**Exercise**
Please repeat all the entries. Nothing may differ.

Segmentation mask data
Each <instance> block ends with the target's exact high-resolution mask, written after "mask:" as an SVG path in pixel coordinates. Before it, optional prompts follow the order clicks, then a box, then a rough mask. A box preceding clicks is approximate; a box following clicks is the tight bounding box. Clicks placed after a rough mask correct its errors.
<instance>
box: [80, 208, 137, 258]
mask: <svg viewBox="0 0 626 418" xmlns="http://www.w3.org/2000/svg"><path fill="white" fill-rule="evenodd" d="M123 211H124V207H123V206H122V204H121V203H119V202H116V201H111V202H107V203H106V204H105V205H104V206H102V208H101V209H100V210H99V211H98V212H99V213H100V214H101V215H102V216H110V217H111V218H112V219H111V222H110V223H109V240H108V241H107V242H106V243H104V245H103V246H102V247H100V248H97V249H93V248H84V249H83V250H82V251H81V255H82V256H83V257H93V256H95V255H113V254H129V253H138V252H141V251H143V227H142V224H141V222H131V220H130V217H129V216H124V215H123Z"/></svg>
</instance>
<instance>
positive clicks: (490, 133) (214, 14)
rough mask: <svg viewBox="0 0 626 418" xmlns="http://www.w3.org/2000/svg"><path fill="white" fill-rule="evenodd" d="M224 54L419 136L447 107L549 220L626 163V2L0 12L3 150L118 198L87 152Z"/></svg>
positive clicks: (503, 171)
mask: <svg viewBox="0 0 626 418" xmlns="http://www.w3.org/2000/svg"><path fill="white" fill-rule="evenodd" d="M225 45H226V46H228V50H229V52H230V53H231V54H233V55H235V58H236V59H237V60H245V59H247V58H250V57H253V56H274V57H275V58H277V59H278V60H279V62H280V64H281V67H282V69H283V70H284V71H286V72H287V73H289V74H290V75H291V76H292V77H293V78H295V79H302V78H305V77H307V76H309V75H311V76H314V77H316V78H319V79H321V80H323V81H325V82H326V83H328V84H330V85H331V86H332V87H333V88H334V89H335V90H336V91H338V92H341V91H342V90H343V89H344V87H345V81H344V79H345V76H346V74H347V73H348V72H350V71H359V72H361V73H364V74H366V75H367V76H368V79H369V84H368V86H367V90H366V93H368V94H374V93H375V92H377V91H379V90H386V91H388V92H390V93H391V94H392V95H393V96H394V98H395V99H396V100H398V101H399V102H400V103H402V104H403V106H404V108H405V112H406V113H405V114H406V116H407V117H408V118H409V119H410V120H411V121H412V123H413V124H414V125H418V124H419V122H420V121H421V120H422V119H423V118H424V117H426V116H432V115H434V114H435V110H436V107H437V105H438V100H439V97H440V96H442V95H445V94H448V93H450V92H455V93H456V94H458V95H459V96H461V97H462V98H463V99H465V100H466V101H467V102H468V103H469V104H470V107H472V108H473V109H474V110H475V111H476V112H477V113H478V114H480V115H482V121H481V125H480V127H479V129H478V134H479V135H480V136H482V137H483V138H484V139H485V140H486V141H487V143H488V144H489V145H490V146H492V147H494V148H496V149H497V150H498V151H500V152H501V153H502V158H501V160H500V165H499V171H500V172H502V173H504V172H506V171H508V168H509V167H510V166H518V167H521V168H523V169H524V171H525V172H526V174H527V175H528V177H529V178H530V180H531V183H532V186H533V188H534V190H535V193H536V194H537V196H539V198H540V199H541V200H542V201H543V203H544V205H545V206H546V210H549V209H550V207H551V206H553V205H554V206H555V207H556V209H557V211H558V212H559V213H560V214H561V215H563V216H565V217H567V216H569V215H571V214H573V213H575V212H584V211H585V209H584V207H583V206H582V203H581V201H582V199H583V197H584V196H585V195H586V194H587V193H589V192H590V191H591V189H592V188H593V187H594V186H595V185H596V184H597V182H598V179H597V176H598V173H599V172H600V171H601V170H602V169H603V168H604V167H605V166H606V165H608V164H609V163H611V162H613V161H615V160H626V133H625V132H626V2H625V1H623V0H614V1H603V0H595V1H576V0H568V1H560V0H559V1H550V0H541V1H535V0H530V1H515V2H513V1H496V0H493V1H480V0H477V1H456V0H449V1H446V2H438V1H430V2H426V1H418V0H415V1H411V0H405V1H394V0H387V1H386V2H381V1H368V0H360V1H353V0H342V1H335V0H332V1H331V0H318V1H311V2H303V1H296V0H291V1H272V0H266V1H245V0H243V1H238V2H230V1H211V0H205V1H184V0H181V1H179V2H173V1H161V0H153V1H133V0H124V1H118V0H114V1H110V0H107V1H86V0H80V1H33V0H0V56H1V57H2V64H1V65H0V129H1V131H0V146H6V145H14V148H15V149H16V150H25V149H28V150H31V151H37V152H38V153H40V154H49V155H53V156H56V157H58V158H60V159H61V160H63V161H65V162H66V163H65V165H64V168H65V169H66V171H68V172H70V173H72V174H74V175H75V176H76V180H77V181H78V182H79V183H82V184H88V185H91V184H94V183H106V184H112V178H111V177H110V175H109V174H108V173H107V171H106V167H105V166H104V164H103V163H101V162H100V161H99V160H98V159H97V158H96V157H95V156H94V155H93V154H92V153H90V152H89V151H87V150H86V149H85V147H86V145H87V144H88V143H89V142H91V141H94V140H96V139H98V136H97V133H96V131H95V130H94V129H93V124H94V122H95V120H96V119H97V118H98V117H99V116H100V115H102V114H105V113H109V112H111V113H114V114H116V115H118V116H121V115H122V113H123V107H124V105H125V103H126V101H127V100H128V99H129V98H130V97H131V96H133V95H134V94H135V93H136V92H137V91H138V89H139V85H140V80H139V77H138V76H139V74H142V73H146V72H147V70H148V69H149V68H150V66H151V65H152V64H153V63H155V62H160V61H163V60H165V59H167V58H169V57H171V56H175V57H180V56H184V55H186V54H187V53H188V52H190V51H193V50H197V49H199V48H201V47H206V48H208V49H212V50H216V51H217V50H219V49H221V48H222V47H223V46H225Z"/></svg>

**Exercise solution**
Each <instance> block ends with the target's exact high-resolution mask, written after "mask:" as an SVG path in pixel coordinates. Before it, optional prompts follow the order clicks, then a box, then a rough mask. A box preceding clicks is approximate; a box following clicks is the tight bounding box. Clicks placed after a rough mask correct its errors.
<instance>
box: [80, 208, 137, 258]
mask: <svg viewBox="0 0 626 418" xmlns="http://www.w3.org/2000/svg"><path fill="white" fill-rule="evenodd" d="M123 211H124V207H123V206H122V204H121V203H119V202H116V201H111V202H107V203H106V204H105V205H104V206H102V208H101V209H100V210H99V211H98V212H99V213H100V214H101V215H102V216H110V217H111V218H112V219H111V222H110V223H109V240H108V241H107V242H106V243H104V245H103V246H102V247H100V248H97V249H93V248H84V249H83V250H82V251H81V255H82V256H83V257H93V256H95V255H113V254H129V253H138V252H141V251H143V227H142V224H141V222H131V220H130V217H129V216H124V215H123Z"/></svg>
</instance>
<instance>
positive clicks: (490, 133) (214, 14)
rough mask: <svg viewBox="0 0 626 418" xmlns="http://www.w3.org/2000/svg"><path fill="white" fill-rule="evenodd" d="M224 54L419 136L447 107L549 220L626 163V2L0 12L3 150L118 198L87 152Z"/></svg>
positive clicks: (503, 171)
mask: <svg viewBox="0 0 626 418" xmlns="http://www.w3.org/2000/svg"><path fill="white" fill-rule="evenodd" d="M225 45H226V46H228V50H229V52H230V53H231V54H233V55H235V58H236V59H237V60H245V59H247V58H250V57H253V56H274V57H275V58H277V59H278V60H279V62H280V64H281V67H282V69H283V70H284V71H286V72H287V73H289V74H290V75H291V76H292V77H293V78H295V79H302V78H305V77H307V76H309V75H311V76H314V77H316V78H319V79H321V80H323V81H325V82H326V83H328V84H330V85H331V86H332V87H333V88H334V89H335V90H336V91H338V92H341V91H342V90H343V89H344V87H345V81H344V79H345V76H346V74H347V73H348V72H350V71H359V72H361V73H364V74H366V75H367V76H368V79H369V84H368V86H367V90H366V93H368V94H374V93H375V92H377V91H379V90H386V91H388V92H390V93H391V94H392V95H393V96H394V98H395V99H396V100H398V101H399V102H400V103H402V104H403V106H404V108H405V112H406V113H405V114H406V116H407V117H408V118H409V119H410V120H411V121H412V123H413V124H414V125H418V124H419V122H420V121H421V120H422V119H423V118H424V117H426V116H432V115H434V114H435V110H436V107H437V105H438V100H439V97H440V96H442V95H445V94H448V93H450V92H455V93H456V94H458V95H459V96H461V97H462V98H463V99H465V100H466V101H467V102H468V103H469V104H470V107H472V108H473V109H474V110H475V111H476V112H477V113H478V114H480V115H482V121H481V125H480V127H479V129H478V134H479V135H480V136H482V137H483V138H484V139H485V140H486V141H487V143H488V144H489V145H490V146H492V147H494V148H496V149H497V150H498V151H500V152H501V153H502V158H501V160H500V165H499V171H500V172H502V173H504V172H506V171H508V168H509V167H510V166H518V167H521V168H523V169H524V171H525V172H526V174H527V175H528V177H529V178H530V180H531V183H532V186H533V188H534V190H535V193H536V194H537V196H539V198H540V199H541V200H542V201H543V203H544V205H545V206H546V210H549V209H550V207H551V206H553V205H554V206H555V207H556V209H557V211H558V212H559V213H560V214H561V215H563V216H565V217H567V216H569V215H571V214H573V213H575V212H584V211H585V209H584V207H583V206H582V203H581V201H582V199H583V197H584V196H585V195H586V194H587V193H589V192H590V191H591V189H592V188H593V187H594V186H595V185H596V184H597V182H598V179H597V176H598V173H599V172H600V171H601V170H602V169H603V168H604V167H605V166H606V165H608V164H609V163H611V162H613V161H615V160H626V133H625V132H626V2H625V1H623V0H614V1H603V0H595V1H576V0H568V1H560V0H559V1H550V0H541V1H535V0H530V1H515V2H513V1H496V0H493V1H480V0H477V1H456V0H449V1H446V2H438V1H430V2H426V1H418V0H415V1H411V0H405V1H394V0H387V1H386V2H381V1H368V0H360V1H353V0H342V1H335V0H332V1H331V0H318V1H311V2H303V1H296V0H291V1H272V0H266V1H245V0H243V1H238V2H230V1H211V0H205V1H184V0H181V1H179V2H173V1H161V0H153V1H133V0H124V1H118V0H114V1H110V0H107V1H86V0H80V1H33V0H0V56H1V57H2V64H1V65H0V129H1V131H0V146H6V145H14V148H15V149H16V150H25V149H28V150H31V151H37V152H38V153H40V154H49V155H53V156H56V157H58V158H60V159H61V160H63V161H65V162H66V163H65V165H64V168H65V169H66V171H68V172H70V173H72V174H74V175H75V176H76V180H77V181H78V182H79V183H82V184H88V185H91V184H94V183H106V184H112V178H111V177H110V175H109V174H108V173H107V171H106V167H105V166H104V164H103V163H101V162H100V161H99V160H98V159H97V158H96V157H95V156H94V155H93V154H92V153H90V152H89V151H87V150H86V149H85V147H86V145H87V144H88V143H89V142H91V141H94V140H96V139H98V136H97V133H96V131H95V130H94V129H93V124H94V122H95V120H96V119H97V118H98V117H99V116H100V115H102V114H105V113H109V112H111V113H114V114H116V115H118V116H121V115H122V113H123V107H124V105H125V103H126V101H127V100H128V99H129V98H130V97H131V96H133V95H134V94H135V93H136V92H137V91H138V89H139V85H140V80H139V77H138V76H139V74H142V73H146V72H147V70H148V69H149V68H150V66H151V65H152V64H153V63H155V62H160V61H163V60H165V59H167V58H169V57H171V56H175V57H180V56H184V55H186V54H187V53H188V52H190V51H193V50H197V49H199V48H201V47H206V48H208V49H212V50H216V51H217V50H219V49H221V48H222V47H223V46H225Z"/></svg>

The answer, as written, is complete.